Starting from the top of the entries below and ending with the line containing "# locate the white cloud: one", restate every line word for word, pictures omitted.
== DATASET EXCERPTS
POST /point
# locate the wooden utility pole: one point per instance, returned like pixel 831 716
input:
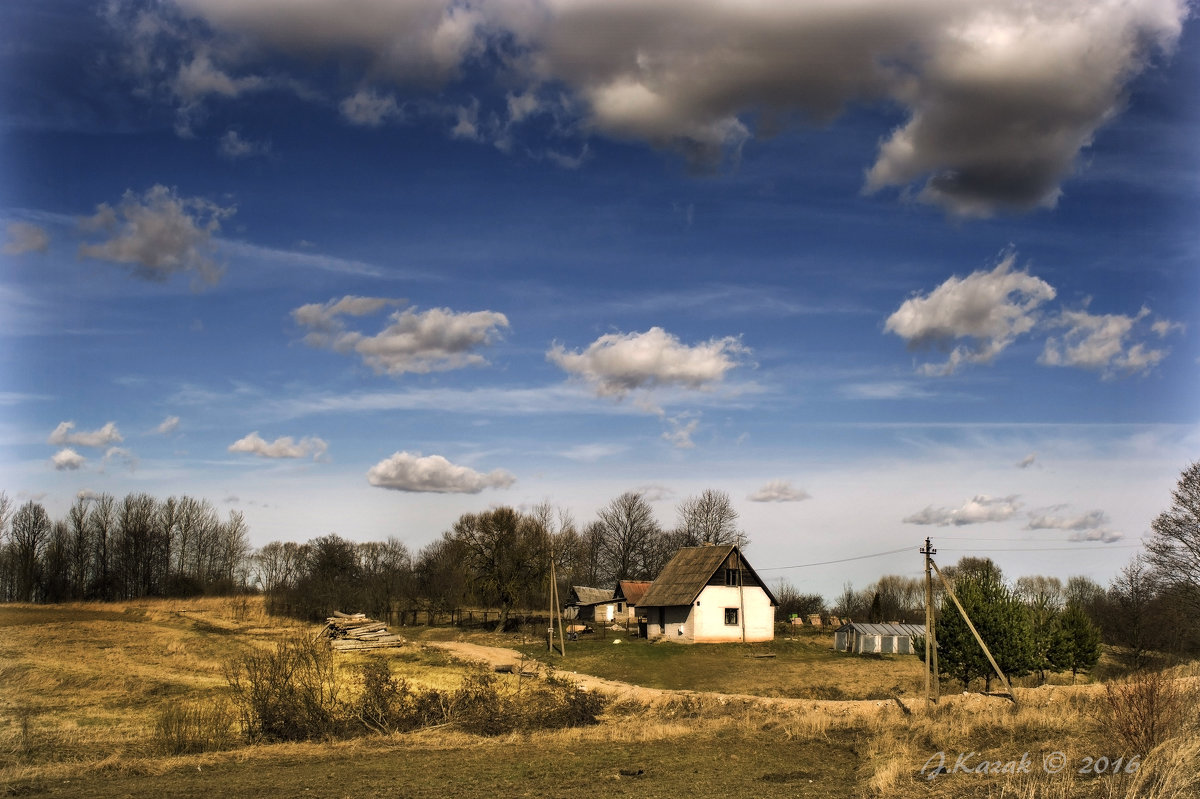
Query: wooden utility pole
pixel 742 601
pixel 975 632
pixel 931 688
pixel 555 610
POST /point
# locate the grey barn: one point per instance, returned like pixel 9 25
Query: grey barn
pixel 861 637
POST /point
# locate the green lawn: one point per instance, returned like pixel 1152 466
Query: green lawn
pixel 804 666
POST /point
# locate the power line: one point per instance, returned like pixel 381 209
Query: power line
pixel 1075 548
pixel 826 563
pixel 880 554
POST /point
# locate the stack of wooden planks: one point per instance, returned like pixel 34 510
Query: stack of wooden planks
pixel 357 631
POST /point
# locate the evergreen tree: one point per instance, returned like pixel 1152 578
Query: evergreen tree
pixel 1001 620
pixel 1081 641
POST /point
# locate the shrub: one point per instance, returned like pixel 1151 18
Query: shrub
pixel 1147 708
pixel 195 727
pixel 385 704
pixel 287 694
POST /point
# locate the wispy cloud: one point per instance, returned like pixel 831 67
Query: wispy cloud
pixel 65 434
pixel 1089 526
pixel 430 341
pixel 779 491
pixel 67 460
pixel 616 364
pixel 975 511
pixel 281 448
pixel 25 236
pixel 159 234
pixel 987 310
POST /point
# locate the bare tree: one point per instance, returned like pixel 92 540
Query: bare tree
pixel 82 550
pixel 1038 590
pixel 504 552
pixel 630 539
pixel 707 518
pixel 29 534
pixel 102 520
pixel 1132 595
pixel 1174 546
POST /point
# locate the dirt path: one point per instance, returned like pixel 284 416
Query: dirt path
pixel 501 658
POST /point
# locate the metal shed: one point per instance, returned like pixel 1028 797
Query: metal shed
pixel 882 638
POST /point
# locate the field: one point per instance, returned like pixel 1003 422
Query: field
pixel 83 688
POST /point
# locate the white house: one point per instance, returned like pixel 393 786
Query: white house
pixel 708 595
pixel 628 596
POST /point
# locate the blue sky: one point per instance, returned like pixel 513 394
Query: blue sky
pixel 879 270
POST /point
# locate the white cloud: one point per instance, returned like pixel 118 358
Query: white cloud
pixel 199 77
pixel 233 146
pixel 64 434
pixel 431 341
pixel 779 491
pixel 23 236
pixel 159 234
pixel 369 108
pixel 679 436
pixel 617 364
pixel 988 308
pixel 67 460
pixel 975 511
pixel 433 474
pixel 1103 343
pixel 1000 96
pixel 281 448
pixel 120 456
pixel 167 426
pixel 1048 520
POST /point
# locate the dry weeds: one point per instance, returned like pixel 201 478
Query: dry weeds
pixel 83 686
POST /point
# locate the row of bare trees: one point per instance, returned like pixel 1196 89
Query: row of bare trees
pixel 108 548
pixel 499 558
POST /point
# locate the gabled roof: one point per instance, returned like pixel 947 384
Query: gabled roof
pixel 688 572
pixel 631 590
pixel 880 629
pixel 585 595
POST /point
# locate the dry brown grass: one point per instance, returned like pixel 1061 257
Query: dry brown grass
pixel 83 686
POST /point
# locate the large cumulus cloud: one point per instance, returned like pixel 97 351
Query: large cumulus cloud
pixel 999 97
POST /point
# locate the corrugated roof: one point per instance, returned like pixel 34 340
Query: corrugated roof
pixel 585 595
pixel 883 629
pixel 633 590
pixel 688 572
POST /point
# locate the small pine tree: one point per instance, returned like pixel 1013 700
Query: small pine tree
pixel 1081 642
pixel 1002 622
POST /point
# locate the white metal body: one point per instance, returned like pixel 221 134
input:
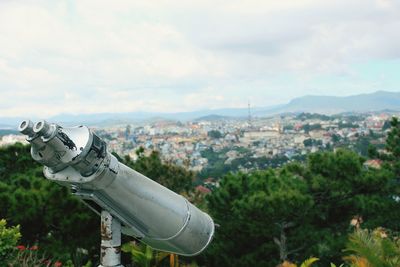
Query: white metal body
pixel 147 210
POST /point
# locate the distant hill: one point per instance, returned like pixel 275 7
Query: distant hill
pixel 378 101
pixel 213 117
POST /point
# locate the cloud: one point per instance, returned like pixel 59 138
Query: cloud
pixel 101 56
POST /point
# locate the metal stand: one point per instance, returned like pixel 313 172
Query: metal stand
pixel 110 253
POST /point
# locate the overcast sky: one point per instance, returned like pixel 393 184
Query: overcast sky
pixel 91 56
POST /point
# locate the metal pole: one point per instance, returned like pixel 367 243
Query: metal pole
pixel 110 253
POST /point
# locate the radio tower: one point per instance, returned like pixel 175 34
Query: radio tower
pixel 249 114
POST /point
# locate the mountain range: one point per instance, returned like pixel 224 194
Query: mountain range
pixel 378 101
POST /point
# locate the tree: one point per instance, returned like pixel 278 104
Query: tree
pixel 298 210
pixel 373 248
pixel 9 237
pixel 47 213
pixel 176 178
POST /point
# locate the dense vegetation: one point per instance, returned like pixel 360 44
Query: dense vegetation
pixel 266 217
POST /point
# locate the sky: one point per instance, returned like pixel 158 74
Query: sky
pixel 94 56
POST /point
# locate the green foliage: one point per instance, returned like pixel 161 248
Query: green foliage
pixel 376 248
pixel 141 254
pixel 47 212
pixel 176 178
pixel 298 210
pixel 144 256
pixel 9 237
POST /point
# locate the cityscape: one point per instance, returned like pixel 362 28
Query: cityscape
pixel 214 145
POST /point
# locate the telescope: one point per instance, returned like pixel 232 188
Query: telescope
pixel 126 200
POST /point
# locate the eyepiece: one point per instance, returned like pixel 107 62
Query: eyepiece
pixel 26 127
pixel 42 128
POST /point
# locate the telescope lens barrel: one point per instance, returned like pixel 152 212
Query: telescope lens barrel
pixel 77 158
pixel 26 128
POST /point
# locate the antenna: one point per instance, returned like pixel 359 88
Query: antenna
pixel 249 113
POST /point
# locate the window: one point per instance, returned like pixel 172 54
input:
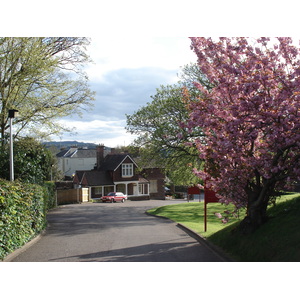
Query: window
pixel 127 170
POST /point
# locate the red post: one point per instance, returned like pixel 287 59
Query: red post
pixel 209 197
pixel 205 217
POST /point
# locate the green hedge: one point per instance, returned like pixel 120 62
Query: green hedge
pixel 23 208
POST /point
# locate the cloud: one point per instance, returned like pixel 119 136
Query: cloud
pixel 110 133
pixel 125 74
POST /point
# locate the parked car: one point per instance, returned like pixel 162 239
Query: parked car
pixel 114 197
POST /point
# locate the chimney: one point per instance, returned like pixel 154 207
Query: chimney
pixel 100 155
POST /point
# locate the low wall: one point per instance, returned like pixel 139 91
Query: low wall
pixel 72 196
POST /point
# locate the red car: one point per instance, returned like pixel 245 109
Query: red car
pixel 114 197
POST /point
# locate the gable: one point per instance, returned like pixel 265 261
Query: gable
pixel 113 161
pixel 126 160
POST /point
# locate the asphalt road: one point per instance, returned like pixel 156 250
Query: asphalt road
pixel 113 232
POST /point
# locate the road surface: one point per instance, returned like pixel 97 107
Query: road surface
pixel 113 232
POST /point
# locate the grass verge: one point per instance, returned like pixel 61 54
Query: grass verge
pixel 277 240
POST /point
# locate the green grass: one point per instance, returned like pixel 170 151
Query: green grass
pixel 277 240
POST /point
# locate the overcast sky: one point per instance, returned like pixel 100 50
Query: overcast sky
pixel 125 73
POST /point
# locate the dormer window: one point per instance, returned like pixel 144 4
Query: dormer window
pixel 127 170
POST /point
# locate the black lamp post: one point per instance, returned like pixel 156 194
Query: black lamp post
pixel 12 113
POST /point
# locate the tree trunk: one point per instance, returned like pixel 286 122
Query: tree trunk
pixel 256 210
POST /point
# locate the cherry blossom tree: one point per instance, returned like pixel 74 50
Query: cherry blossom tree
pixel 251 120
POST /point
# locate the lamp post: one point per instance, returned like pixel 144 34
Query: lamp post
pixel 12 113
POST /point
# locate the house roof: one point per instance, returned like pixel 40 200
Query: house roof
pixel 113 161
pixel 94 178
pixel 77 153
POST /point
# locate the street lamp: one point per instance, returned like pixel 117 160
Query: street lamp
pixel 12 113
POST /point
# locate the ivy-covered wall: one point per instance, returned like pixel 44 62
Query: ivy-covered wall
pixel 23 208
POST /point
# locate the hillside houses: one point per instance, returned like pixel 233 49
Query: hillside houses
pixel 119 173
pixel 75 159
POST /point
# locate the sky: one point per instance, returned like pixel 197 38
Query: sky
pixel 125 73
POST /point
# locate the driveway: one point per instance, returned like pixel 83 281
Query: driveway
pixel 113 232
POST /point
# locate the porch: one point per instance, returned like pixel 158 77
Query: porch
pixel 134 190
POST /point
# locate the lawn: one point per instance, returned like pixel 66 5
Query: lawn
pixel 277 240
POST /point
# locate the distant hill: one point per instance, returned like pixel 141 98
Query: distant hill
pixel 67 144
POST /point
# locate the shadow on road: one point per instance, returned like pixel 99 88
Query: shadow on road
pixel 161 252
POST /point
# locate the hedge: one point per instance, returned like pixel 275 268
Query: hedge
pixel 23 208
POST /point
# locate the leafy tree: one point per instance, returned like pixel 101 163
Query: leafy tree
pixel 162 137
pixel 33 163
pixel 250 118
pixel 43 79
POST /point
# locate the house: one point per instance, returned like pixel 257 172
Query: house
pixel 76 159
pixel 119 173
====
RESULT OF THE TASK:
POST /point
# locate the wooden utility pole: one point per instance, returned like pixel 831 716
input:
Query: wooden utility pole
pixel 742 601
pixel 975 632
pixel 931 688
pixel 555 610
POST /point
# locate the grey barn: one point per instance, returned like pixel 9 25
Query: grey barn
pixel 861 637
POST /point
# locate the green lawn: one point per instance, returned like pixel 1152 466
Query: green lawn
pixel 804 666
POST /point
# locate the power line: one point per instance, returned like pixel 381 209
Query: power line
pixel 1075 548
pixel 826 563
pixel 880 554
POST /point
# locate the stack of wooden planks: one point per instance, returned like pixel 34 510
Query: stack of wooden planks
pixel 357 631
POST /point
# locate the evergreen tree: one point per instance, returned like pixel 1152 578
Query: evergreen tree
pixel 1001 620
pixel 1081 641
POST /point
# locate the shrub: one point per instance, returned like pixel 1151 18
Query: shrub
pixel 1147 708
pixel 195 727
pixel 385 704
pixel 287 694
POST /point
# locate the wispy cloud: one point per instance, returned like pixel 831 67
Query: wispy cloud
pixel 65 434
pixel 1089 526
pixel 430 341
pixel 779 491
pixel 67 460
pixel 616 364
pixel 975 511
pixel 281 448
pixel 25 236
pixel 159 234
pixel 987 310
POST /point
# locate the bare tree: one point per instance, returned like pixel 92 540
Query: bare tree
pixel 82 550
pixel 1038 590
pixel 504 552
pixel 630 539
pixel 707 518
pixel 29 534
pixel 102 520
pixel 1132 595
pixel 1174 546
POST /point
# locate the dirt path: one point per instance, returned like pixel 284 416
Query: dirt path
pixel 501 658
POST /point
# locate the metal shed: one point per instance, returned like pixel 1028 797
Query: metal shed
pixel 882 638
POST /point
# locate the field: one point per instance, returned like pixel 1003 422
Query: field
pixel 83 688
POST /point
# locate the white house: one point per instance, returned like pixel 393 786
Query: white house
pixel 708 595
pixel 628 596
POST /point
# locate the blue sky: one point per instance, returned like pixel 513 394
Query: blue sky
pixel 879 270
POST /point
# locate the white cloud: one point per instance, returned like pixel 118 358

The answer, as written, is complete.